Problem requirements:
Give back, word for word, the lines in the listing below from the one holding "beam. Use semicolons to separate four coordinates: x1;y1;x2;y2." down to the one holding "the green tinted", both ends included.
==== The data ====
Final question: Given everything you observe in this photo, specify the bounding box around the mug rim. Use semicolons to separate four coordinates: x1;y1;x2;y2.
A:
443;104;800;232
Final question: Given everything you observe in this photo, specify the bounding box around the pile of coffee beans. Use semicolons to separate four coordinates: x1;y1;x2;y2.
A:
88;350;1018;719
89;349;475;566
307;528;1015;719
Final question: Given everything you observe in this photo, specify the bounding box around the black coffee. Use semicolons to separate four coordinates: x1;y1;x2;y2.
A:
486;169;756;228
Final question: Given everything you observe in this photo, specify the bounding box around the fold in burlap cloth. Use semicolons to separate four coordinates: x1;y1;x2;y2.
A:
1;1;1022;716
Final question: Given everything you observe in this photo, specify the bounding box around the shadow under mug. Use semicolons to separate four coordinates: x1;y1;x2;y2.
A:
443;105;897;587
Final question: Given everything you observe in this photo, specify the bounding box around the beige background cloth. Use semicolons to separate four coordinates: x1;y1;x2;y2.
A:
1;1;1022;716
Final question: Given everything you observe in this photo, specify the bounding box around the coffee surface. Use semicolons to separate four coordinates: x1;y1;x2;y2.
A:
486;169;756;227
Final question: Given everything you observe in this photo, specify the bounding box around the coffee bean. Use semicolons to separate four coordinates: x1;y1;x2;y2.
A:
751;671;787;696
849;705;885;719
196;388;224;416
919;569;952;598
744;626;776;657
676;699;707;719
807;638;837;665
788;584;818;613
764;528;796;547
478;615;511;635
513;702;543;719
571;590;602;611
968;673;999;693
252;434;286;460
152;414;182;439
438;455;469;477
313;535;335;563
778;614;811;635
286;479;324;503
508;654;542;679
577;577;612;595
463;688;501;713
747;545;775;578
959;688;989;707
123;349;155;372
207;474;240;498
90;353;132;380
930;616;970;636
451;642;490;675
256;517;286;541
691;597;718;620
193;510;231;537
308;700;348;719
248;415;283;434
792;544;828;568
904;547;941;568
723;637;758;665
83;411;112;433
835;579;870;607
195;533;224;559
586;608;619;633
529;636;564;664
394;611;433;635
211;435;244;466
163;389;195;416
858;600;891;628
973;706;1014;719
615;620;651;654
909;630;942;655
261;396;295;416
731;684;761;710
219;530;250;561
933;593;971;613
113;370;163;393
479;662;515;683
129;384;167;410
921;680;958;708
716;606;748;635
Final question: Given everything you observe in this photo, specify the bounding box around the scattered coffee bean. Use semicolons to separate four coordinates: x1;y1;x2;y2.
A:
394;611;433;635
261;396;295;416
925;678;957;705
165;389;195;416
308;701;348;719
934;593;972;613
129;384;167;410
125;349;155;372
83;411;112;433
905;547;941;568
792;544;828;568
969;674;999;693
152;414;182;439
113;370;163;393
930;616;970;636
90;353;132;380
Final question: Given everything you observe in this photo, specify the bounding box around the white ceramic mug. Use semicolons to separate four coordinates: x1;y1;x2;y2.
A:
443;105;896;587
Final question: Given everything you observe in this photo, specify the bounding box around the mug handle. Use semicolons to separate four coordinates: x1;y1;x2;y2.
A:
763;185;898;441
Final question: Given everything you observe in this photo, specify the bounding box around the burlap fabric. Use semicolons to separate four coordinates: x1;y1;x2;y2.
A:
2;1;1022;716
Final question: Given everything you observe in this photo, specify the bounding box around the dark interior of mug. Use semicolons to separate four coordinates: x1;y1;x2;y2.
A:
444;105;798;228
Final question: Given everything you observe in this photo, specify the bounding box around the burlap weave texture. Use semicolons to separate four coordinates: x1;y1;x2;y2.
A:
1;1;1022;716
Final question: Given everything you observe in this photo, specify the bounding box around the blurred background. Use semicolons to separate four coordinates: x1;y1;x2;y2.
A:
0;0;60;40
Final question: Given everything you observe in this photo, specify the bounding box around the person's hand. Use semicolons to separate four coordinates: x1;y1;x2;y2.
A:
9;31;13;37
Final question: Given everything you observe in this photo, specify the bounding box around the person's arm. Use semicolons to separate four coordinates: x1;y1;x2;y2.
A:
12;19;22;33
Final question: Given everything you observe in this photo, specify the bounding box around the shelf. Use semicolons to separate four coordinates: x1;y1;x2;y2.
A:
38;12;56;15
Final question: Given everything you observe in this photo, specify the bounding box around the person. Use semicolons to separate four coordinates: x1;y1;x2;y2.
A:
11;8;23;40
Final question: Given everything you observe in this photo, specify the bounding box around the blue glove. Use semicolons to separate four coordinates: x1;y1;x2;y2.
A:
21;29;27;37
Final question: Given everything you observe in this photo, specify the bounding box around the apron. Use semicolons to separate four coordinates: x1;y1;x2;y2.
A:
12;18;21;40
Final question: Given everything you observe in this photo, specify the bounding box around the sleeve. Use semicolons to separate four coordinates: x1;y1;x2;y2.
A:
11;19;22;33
====
==== The data ====
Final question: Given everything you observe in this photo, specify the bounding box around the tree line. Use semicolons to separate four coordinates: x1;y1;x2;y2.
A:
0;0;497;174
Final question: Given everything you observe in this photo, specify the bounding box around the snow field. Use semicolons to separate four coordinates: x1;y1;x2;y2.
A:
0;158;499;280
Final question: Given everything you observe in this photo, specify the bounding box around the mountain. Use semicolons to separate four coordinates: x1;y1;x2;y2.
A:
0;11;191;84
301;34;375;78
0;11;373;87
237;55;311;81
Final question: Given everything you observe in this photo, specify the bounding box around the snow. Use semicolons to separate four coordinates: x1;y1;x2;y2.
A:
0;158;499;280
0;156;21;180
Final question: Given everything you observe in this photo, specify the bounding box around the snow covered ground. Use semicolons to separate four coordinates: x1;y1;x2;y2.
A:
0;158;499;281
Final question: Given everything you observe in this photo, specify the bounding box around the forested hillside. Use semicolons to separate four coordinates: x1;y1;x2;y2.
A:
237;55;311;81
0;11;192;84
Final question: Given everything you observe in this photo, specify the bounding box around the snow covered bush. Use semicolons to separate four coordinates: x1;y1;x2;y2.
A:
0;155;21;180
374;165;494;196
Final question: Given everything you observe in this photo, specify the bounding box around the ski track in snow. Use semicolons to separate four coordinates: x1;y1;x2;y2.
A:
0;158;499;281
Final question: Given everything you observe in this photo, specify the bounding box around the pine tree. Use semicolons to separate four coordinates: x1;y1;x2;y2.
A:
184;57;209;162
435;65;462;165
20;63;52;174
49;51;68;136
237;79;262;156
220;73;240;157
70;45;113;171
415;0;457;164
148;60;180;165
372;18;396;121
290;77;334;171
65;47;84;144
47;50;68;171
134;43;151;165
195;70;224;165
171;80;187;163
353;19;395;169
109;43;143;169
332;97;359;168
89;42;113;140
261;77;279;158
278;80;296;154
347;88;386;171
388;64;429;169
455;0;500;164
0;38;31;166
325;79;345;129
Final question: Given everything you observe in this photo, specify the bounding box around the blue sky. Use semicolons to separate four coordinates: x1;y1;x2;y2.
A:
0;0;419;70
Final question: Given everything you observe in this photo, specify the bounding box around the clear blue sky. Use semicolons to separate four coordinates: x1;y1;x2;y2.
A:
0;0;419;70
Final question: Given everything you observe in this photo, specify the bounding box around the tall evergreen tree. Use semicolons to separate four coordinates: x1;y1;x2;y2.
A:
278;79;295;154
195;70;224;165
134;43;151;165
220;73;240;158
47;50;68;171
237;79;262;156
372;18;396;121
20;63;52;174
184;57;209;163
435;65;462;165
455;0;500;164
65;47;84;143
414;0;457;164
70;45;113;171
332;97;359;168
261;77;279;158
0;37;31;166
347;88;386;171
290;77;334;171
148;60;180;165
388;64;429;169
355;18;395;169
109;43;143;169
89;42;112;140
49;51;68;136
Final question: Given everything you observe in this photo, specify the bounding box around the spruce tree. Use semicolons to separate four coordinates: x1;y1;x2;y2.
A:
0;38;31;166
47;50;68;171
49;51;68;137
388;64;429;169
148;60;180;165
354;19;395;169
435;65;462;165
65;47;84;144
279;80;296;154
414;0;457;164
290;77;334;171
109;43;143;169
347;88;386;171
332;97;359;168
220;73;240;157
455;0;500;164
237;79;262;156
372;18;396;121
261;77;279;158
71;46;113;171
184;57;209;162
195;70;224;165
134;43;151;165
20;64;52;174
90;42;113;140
====
==== The data ====
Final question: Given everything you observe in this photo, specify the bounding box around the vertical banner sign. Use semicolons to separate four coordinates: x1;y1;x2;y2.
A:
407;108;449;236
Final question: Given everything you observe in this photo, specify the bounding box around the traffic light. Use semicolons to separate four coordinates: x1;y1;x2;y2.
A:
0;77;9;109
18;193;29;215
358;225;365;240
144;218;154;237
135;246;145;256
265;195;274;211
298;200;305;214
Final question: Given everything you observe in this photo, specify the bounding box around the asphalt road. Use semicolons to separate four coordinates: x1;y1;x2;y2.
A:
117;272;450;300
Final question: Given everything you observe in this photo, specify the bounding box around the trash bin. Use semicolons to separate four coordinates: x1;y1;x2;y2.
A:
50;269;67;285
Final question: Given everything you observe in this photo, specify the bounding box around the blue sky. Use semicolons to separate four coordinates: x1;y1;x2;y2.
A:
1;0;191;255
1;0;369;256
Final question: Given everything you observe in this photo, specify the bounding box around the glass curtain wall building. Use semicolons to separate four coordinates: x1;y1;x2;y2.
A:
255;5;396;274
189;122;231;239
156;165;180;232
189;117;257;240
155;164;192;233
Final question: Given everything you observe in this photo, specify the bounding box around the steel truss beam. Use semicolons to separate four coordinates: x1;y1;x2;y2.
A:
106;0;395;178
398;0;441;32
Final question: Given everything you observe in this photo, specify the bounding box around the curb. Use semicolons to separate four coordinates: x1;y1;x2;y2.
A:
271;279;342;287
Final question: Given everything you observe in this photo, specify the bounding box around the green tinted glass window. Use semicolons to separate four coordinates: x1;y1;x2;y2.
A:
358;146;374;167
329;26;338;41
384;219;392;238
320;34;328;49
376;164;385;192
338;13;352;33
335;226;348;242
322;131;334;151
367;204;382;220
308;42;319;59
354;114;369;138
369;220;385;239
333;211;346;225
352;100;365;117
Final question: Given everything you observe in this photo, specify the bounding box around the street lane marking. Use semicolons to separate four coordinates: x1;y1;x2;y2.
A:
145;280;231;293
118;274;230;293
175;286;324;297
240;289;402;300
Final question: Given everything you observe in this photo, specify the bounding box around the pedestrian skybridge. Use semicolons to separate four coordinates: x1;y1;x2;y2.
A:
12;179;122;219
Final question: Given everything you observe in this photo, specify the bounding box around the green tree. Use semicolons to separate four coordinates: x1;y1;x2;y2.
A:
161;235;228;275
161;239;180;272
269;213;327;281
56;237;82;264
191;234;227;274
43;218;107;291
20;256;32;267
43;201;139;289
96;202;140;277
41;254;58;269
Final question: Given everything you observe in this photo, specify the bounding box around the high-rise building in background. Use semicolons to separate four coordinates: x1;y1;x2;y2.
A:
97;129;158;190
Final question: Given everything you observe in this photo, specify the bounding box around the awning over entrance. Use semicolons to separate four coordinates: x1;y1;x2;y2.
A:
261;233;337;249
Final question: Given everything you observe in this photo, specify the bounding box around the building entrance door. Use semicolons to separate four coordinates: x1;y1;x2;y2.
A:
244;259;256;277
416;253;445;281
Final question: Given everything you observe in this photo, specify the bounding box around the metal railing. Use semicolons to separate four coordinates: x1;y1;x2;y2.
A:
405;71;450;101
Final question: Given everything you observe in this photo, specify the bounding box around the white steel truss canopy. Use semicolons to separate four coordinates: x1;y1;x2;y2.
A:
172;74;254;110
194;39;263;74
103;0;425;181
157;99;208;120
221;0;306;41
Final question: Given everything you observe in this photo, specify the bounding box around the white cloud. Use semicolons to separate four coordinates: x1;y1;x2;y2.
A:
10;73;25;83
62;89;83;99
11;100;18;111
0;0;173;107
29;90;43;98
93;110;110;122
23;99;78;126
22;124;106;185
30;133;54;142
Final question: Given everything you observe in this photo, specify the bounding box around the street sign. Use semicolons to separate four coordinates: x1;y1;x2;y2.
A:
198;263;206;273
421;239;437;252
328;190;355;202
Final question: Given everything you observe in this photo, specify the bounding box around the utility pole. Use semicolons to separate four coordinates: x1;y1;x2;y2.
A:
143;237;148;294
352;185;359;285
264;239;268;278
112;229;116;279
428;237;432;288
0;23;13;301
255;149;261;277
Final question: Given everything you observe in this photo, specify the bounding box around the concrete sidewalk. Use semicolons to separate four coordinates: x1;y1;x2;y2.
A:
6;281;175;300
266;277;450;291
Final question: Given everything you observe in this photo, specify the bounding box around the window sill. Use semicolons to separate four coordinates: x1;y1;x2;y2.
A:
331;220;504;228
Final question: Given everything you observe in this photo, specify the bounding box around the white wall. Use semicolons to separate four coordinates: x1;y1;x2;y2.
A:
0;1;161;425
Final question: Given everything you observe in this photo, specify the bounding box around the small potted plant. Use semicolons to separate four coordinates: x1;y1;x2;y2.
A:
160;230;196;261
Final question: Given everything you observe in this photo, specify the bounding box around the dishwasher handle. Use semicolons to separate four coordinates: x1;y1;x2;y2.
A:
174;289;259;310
====
Result below:
Final question: Given everything you observe in this photo, specify the bounding box around the steel truss beam. Use semicolons to separate four coordinates: x1;y1;x2;y2.
A:
106;0;395;178
398;0;441;32
Final question: Given everything you observe in this photo, specify the bounding box around the curb. Use semicolons to separate four coordinates: x1;y1;x2;y2.
A:
271;279;342;287
Final question: Given everything you observe in this photo, specify the bounding box around the green tinted glass window. Use semicolons to separate four coordinates: x1;y1;x2;y2.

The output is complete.